(Dataset excerpts on object pointing)
- - - - -

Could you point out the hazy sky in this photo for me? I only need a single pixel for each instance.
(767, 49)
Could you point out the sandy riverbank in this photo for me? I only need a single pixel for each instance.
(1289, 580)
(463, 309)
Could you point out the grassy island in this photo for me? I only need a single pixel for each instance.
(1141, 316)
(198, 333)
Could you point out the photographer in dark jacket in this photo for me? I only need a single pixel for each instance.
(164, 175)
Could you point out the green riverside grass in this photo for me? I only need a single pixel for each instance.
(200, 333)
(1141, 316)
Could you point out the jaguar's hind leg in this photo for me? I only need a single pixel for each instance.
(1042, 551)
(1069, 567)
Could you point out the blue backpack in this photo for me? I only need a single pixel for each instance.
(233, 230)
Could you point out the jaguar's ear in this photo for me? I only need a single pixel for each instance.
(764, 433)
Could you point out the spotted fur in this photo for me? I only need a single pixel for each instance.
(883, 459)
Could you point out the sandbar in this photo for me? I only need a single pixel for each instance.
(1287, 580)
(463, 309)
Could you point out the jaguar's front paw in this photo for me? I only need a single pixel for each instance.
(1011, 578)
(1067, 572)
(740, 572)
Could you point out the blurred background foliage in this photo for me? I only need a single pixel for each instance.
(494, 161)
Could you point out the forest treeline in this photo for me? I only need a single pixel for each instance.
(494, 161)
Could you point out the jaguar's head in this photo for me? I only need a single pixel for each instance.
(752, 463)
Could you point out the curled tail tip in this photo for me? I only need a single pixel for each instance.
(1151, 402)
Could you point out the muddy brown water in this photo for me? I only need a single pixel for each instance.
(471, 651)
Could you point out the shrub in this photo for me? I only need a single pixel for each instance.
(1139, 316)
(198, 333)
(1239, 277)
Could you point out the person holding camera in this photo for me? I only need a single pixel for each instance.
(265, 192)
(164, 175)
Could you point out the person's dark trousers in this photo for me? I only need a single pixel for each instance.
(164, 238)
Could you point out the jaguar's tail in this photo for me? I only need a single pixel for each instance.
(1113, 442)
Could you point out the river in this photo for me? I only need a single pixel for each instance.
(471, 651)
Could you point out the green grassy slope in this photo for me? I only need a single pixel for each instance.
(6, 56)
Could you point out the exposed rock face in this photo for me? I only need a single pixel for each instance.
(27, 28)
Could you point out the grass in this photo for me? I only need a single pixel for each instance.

- - - - -

Exact copies of all the records are required.

Could you point out the hazy sky in this photo for me? I only need a single pixel for each instance.
(767, 49)
Could you point out the sandy riverbank in this photo for me? I only need a single pixel for each instance.
(1289, 580)
(463, 309)
Could you point out the grassy island in this photo for me? I only need a single pixel for each instance.
(1141, 316)
(198, 333)
Could you point out the photographer in dark jacket in this photo for me? I only need a single pixel for each instance.
(164, 175)
Could you point out the green riverside grass in this photo for me? I only need a single pixel for each instance.
(200, 333)
(1141, 316)
Could you point out the jaguar's hind leg in this photo for me? I only need a single pixel for each instance.
(1042, 551)
(1069, 567)
Could you point out the blue backpack in this photo for me? I only need a single pixel for each instance.
(233, 230)
Could you point out the jaguar's ear in this photo for me? I only need a single pixel for each instance.
(764, 433)
Could you point out the spotted fur in this photo for me? I only need a single pixel for each instance.
(883, 459)
Could you point out the sandbar in this photo for me? I only need a single pixel for each instance.
(1287, 580)
(463, 309)
Could you point out the jaguar's front paw in this photo for me? I only need a single pixel for each instance.
(1011, 578)
(1067, 572)
(740, 572)
Could you point out the blurred background foliage in this photo for me? I only need a single pixel for each instance.
(494, 161)
Could you point out the forest treeline in this photo for me? I only need a single pixel for each instance.
(494, 161)
Could you point out the jaguar's head in this photo for me? I only need a single pixel for each instance.
(752, 463)
Could you point out the curled tail tip in this photo for me? I only need a single pixel for each instance.
(1151, 402)
Could you point out the muddy brown water in this photo for me? I only need a single pixel for each instance.
(471, 651)
Could you point out the shrub in this photo for me? I only need a single pixel for each instance.
(1139, 316)
(198, 333)
(1239, 277)
Could you point out the person holding camera in this photo for me? I only need a single pixel for each instance.
(265, 192)
(164, 175)
Could you point out the person's dark trousers in this photo for me? I only need a single pixel for each instance.
(164, 238)
Could you point out the jaguar's tail in this photo for me? I only need a single pixel for each instance.
(1113, 442)
Could you point out the river in this photo for me? I only need a single pixel for each instance.
(471, 651)
Could you point out the green grassy slope in this photo for me? I only need a single pixel for each instance.
(6, 56)
Could you point out the exposed rock face in this photo for me? I only need a single pixel for each instance.
(27, 28)
Could you point out the grass in this photo for me? I only need a single pixel for each instance.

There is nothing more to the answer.